• [Goal] Copy out, exactly as given, every line from the line with "Reviewer note: make sure every instance of the quay" to the end of the listing, both of those lines included.
####
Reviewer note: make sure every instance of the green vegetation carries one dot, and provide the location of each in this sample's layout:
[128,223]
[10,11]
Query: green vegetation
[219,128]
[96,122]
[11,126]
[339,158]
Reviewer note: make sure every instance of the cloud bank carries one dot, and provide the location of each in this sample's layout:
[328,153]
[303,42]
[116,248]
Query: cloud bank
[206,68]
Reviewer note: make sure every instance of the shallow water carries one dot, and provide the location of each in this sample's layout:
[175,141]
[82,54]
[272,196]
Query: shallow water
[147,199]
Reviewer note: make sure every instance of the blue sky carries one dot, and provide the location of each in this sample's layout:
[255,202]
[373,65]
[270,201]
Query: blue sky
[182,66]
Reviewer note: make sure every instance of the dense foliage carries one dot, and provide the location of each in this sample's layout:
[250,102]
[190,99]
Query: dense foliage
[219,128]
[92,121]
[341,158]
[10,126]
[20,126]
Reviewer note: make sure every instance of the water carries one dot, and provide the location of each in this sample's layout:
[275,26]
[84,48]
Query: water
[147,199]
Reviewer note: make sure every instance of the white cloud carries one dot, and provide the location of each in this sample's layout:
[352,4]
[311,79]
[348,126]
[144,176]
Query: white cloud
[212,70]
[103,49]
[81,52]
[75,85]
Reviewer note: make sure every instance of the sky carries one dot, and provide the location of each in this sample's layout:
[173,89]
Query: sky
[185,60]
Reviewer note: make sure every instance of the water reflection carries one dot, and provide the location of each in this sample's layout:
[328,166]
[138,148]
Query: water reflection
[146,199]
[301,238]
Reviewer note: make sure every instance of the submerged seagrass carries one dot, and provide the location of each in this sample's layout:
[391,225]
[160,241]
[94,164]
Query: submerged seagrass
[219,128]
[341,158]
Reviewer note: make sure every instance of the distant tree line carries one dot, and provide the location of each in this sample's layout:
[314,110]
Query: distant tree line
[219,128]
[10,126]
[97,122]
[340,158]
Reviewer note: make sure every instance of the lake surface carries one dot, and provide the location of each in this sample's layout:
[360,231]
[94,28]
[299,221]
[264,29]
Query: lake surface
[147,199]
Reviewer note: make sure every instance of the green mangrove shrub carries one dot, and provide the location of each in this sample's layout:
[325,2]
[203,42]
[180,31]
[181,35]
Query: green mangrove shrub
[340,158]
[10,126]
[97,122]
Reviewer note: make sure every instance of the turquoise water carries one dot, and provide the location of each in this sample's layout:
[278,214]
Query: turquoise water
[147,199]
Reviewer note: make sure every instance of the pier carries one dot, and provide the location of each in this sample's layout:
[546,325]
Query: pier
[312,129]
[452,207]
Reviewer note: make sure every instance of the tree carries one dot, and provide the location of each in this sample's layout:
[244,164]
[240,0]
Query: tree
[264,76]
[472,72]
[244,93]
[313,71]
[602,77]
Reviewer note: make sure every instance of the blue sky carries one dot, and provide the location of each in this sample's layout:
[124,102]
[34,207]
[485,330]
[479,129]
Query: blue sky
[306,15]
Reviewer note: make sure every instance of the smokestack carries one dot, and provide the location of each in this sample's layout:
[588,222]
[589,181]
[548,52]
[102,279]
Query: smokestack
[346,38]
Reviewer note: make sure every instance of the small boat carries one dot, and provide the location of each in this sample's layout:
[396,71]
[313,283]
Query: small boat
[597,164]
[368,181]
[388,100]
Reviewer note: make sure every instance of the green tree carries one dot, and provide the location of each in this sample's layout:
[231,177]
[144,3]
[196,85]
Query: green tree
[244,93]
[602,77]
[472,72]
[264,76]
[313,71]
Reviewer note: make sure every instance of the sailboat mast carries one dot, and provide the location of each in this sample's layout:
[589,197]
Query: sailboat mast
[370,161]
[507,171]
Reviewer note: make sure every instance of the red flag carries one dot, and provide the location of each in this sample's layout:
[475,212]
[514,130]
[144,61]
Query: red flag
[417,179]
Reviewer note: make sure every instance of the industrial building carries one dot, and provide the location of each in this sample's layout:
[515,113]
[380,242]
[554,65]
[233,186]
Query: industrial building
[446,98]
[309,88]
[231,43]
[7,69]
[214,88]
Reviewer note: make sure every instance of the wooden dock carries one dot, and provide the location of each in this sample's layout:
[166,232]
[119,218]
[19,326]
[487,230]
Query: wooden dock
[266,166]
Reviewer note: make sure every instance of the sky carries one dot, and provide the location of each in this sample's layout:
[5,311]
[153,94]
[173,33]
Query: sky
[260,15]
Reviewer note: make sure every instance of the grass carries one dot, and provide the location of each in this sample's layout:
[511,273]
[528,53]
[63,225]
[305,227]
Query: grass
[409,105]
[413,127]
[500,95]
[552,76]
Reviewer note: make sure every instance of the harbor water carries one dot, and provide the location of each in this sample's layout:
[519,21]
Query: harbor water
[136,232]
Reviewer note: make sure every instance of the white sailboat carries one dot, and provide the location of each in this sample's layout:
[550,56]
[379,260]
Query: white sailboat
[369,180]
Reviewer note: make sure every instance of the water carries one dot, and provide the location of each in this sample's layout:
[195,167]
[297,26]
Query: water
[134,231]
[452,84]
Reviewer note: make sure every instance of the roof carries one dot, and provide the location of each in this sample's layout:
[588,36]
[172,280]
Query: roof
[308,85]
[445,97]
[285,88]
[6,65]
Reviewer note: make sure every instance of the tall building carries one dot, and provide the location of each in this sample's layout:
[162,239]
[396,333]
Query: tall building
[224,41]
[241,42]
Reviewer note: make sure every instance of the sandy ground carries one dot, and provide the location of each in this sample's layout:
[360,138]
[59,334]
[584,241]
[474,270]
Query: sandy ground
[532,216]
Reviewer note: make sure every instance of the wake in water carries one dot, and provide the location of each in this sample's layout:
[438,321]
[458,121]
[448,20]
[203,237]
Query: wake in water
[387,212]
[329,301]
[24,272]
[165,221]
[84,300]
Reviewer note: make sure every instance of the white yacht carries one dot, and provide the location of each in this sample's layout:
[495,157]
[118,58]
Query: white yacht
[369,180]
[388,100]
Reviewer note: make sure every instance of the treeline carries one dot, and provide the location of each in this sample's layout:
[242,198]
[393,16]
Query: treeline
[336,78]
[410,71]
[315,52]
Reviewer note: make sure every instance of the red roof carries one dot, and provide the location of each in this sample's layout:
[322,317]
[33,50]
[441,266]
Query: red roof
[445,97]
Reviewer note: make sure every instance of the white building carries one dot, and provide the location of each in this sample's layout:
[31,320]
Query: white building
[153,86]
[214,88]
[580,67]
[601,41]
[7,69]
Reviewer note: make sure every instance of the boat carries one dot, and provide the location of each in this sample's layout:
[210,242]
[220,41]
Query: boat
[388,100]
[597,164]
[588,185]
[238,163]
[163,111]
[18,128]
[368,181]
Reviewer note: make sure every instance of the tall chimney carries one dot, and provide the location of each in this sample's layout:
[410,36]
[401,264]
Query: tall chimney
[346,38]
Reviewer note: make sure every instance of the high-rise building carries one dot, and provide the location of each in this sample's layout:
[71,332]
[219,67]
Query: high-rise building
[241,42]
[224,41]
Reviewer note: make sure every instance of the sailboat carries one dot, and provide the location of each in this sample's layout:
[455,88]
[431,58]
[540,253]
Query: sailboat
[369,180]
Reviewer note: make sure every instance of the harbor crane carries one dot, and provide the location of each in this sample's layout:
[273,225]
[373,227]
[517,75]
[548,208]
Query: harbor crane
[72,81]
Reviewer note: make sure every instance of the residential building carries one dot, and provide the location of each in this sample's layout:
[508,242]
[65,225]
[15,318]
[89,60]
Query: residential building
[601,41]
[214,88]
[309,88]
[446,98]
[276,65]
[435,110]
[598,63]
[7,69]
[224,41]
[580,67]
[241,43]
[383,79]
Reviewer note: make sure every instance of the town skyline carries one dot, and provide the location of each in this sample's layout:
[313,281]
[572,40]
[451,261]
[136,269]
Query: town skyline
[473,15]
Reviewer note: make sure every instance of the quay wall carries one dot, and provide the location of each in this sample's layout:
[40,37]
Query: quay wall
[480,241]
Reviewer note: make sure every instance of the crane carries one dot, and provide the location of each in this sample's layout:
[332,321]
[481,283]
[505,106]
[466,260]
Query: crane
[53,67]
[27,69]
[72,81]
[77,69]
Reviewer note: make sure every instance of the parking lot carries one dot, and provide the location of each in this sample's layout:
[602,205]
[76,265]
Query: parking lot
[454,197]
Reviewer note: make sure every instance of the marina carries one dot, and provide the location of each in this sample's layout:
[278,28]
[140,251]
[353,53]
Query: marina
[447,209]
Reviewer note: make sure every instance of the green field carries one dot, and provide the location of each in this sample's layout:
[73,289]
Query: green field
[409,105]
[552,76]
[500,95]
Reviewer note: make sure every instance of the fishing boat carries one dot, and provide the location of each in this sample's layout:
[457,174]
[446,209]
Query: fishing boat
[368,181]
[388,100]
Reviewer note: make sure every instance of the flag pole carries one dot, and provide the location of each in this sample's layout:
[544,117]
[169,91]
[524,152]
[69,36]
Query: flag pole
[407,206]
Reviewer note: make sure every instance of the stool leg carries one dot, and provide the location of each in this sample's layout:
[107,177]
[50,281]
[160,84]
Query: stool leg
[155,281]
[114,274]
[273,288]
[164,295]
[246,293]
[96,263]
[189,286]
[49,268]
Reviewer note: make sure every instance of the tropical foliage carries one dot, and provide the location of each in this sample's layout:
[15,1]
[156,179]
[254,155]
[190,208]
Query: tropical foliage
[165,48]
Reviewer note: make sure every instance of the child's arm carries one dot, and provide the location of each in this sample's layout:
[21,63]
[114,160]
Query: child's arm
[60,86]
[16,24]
####
• [Correct response]
Reviewer note: make sure every instance of the quay wall carries one dot, and provide the location of each in this sample's layout:
[40,37]
Query: quay wall
[480,241]
Reviewer note: make sure every instance of the crane carries one dot, and provide the location of each in this sample's layout:
[332,321]
[481,283]
[505,106]
[466,260]
Query: crane
[53,67]
[27,69]
[72,81]
[77,69]
Reviewer note: make sure every instance of the parking lot carries one dot, and provide the location of each in this sample's layout:
[602,205]
[76,265]
Query: parking lot
[454,197]
Reviewer note: make sure every instance of the marina carries one dot, and provide the location of each in this sample's layout:
[278,28]
[140,251]
[353,53]
Query: marina
[447,209]
Reviewer note: make sure every instance of the green field carries one dot, and provide the location of each in this sample's layout:
[73,289]
Query: green field
[409,105]
[552,76]
[500,95]
Reviewer note: make sure every instance of the fishing boat carries one dot, and provide the location of each in this sample's layout:
[457,174]
[446,209]
Query: fishing boat
[368,181]
[388,100]
Reviewer note: make sure every instance of the flag pole carries one dot, and provide the location of each in this sample's layout:
[544,117]
[169,91]
[524,152]
[69,36]
Query: flag pole
[407,206]
Reviewer note: make sure every instance of the stool leg carries one dot, and provide the location of each in this sample's layout:
[107,177]
[50,281]
[160,84]
Query: stool leg
[155,281]
[114,274]
[273,288]
[164,295]
[246,293]
[96,263]
[189,286]
[49,268]
Reviewer note: make sure every instance of the tropical foliage carries one dot, and provide the location of each in this sample's layout:
[15,1]
[156,179]
[254,155]
[190,208]
Query: tropical foliage
[165,48]
Reviewer note: make sure every instance of the child's arm carries one dot, and provide the location of each in this sample's layout:
[21,63]
[114,160]
Query: child's arm
[60,86]
[16,24]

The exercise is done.